Farmers are certainly used to uncertainty, not least due to shifting weather patterns as a result of climate change. As Schiller says, “We’re built for this. We have to pivot a lot, because of weather and shifting markets and new competition. It’s new and unknown, but it’s not a totally foreign language.”
Farms are essential businesses, and farmworkers who produce our food are among those on the front lines of the pandemic. Yet most stimulus funds administered through the Small Business Administration are not applicable to small farmers. In addition to learning how to get food to customers in new ways and reinventing their business models overnight, farmers are also having to continually troubleshoot health and sanitation.
Nate Drummond of Six River Farm notes that he and his wife, Gabrielle, have been up until past midnight every night going over and over processes and contingencies: How can we better spread out people and tasks across the farm? What do we do if an employee’s spouse has symptoms?
They are currently working on organizing their farm crew into smaller groups within a group, so that certain people only come into contact with other people on a regular basis.
That way, “If someone does get sick, we’re not in a situation, like, that person has literally been in contact with everybody on the farm,” says Drummond. “What would you do — shut it all down for a week? Do you have everyone do isolated work for a week? It’s a logistical challenge.” One plus side of the crisis though, for him, has been the community. “Local farms have built these levels of connections that are really important to people and to us, too.”
One of the key ingredients to the success of Maine’s food system is community. Bo Dennis, of the Maine Organic Farmers and Gardeners Association, believes that the reason Maine farmers are adapting so quickly is because of their social networks.
“There’s a resiliency built into the social systems of Maine farms. We want to help each other in these hard times. We want to provide information to each other and to support the local food system. People are well-connected with each other, and there’s a camaraderie and spirit that comes with that.”

────────────────────────────────────────

▶ **Task goal**
Extend the passage about Maine farms coping with the pandemic, beginning right after its closing quotation from Bo Dennis.

────────────────────────────────────────

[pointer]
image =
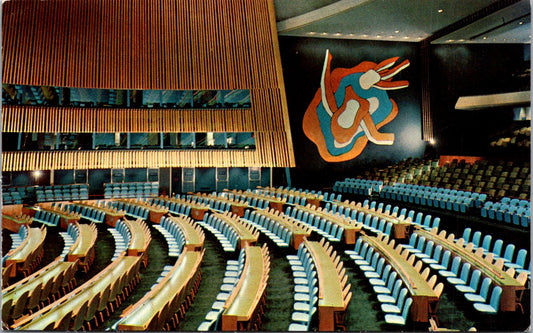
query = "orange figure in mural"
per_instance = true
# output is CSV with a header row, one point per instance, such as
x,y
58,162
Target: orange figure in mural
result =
x,y
351,106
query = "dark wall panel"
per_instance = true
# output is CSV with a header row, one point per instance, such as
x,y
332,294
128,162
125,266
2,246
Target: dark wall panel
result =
x,y
473,69
303,59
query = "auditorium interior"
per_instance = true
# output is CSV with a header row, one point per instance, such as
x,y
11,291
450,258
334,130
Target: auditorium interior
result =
x,y
266,165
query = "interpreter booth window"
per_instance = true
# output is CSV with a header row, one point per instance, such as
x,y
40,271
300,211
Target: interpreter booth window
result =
x,y
144,141
103,141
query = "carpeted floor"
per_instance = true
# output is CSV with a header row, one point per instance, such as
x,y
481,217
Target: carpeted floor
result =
x,y
363,314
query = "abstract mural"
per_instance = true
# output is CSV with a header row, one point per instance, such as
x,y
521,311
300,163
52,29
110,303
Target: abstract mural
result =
x,y
350,107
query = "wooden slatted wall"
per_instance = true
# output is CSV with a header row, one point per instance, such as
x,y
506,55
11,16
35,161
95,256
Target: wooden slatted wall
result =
x,y
139,44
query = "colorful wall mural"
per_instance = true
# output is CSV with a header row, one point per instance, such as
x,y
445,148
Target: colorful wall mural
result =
x,y
350,107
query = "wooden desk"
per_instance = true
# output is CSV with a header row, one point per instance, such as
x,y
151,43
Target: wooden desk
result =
x,y
25,251
330,297
54,312
238,209
13,223
194,236
49,272
177,283
350,230
83,249
508,284
198,212
400,228
247,236
421,293
248,292
299,230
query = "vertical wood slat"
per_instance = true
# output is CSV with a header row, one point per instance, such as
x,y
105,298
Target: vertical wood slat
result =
x,y
163,44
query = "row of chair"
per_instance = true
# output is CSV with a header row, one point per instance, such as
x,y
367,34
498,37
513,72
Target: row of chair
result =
x,y
517,212
135,211
92,214
173,235
252,200
46,217
358,186
232,275
69,238
122,235
11,198
305,289
326,228
278,233
517,263
389,289
131,190
38,290
225,234
179,208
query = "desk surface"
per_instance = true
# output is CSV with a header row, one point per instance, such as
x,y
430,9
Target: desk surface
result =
x,y
341,221
329,287
416,284
56,268
87,238
286,221
73,301
33,240
142,312
245,234
386,217
244,302
496,274
193,236
139,240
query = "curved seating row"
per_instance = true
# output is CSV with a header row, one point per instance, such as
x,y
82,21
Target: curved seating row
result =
x,y
333,291
226,235
62,192
252,199
91,301
89,213
174,205
515,211
40,288
245,305
28,255
327,225
169,299
173,235
46,217
232,276
69,238
83,250
463,257
496,251
278,232
131,190
397,265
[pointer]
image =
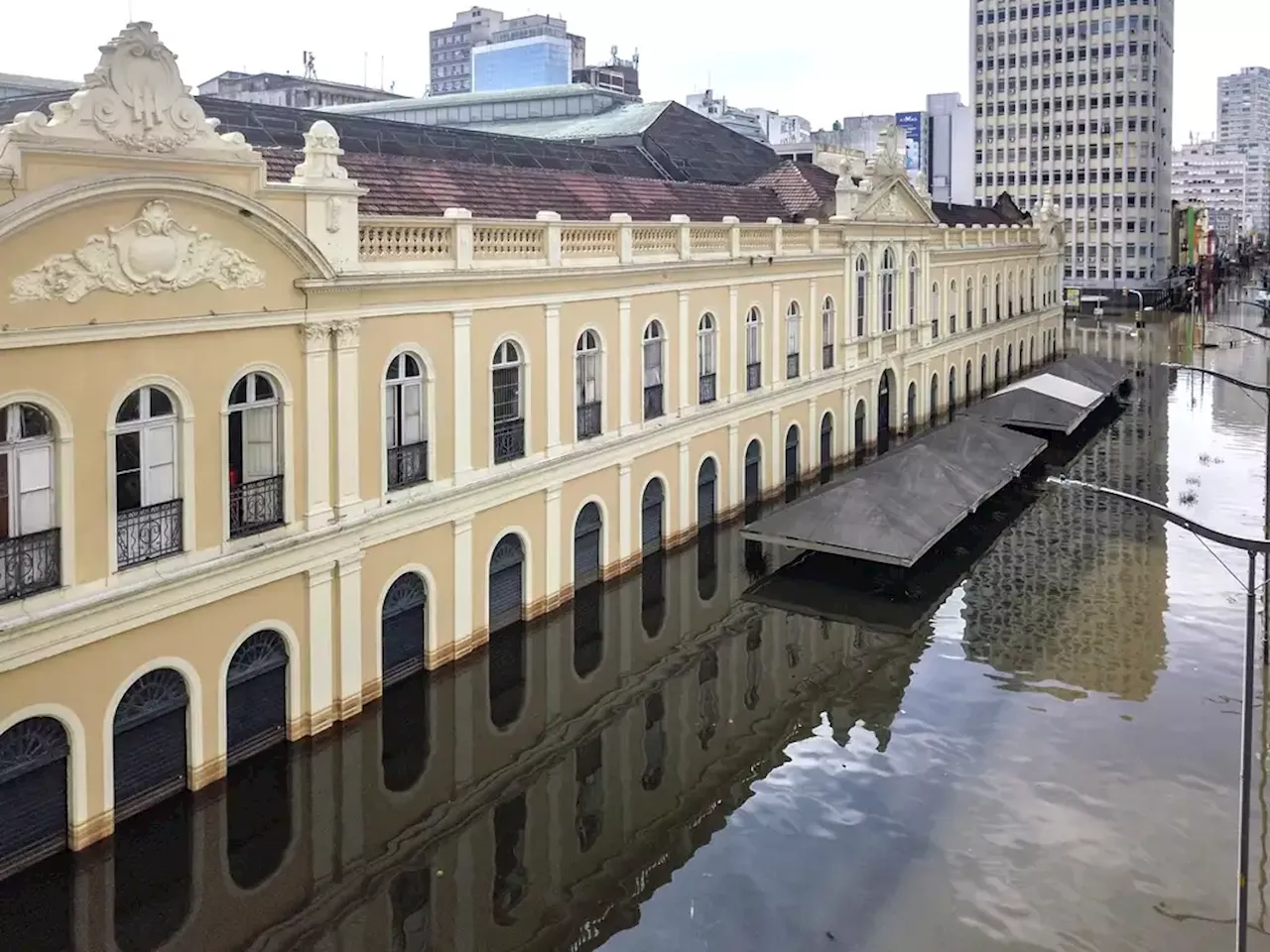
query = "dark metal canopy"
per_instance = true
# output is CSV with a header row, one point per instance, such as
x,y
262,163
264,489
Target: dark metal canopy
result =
x,y
897,508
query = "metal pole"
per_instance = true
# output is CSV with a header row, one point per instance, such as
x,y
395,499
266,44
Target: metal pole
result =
x,y
1250,644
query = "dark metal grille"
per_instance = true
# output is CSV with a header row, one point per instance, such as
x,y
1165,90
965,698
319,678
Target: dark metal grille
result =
x,y
408,465
588,420
255,507
30,563
149,532
508,439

────────────────────────────────────────

▶ **Task result**
Maine farms are tightly networked, connected with each other and their broader communities through social ties. They are also small and highly diverse. These features — small- and medium-size farms, growing a diverse array of crops — are critical to Maine’s food system. But it is the community ties that are revealed in a crisis.
Dennis explains, “We’ve seen throughout the state, groups of farmers coming together to figure out how to support their community. That social connection leads to fast adaptability and resiliency, which arguably is more sustainable as we go into these unknown times.”
“Maine’s people are rallying around its farmers and producers because they understand not only how important our local farmers are, but how critical it is to support their businesses,” says Amanda Beal, Maine’s commissioner of agriculture, conservation, and forestry.
As COVID-19 reveals the risks of relying on global supply chains, perhaps this is an opportunity to look anew at local food systems. “In Maine, we have been working deliberately for decades to build a vibrant local food system,” Beal says, “and that work benefits us now, as our farmers are playing an important role in making sure that people can access the food they need in a time of crisis.”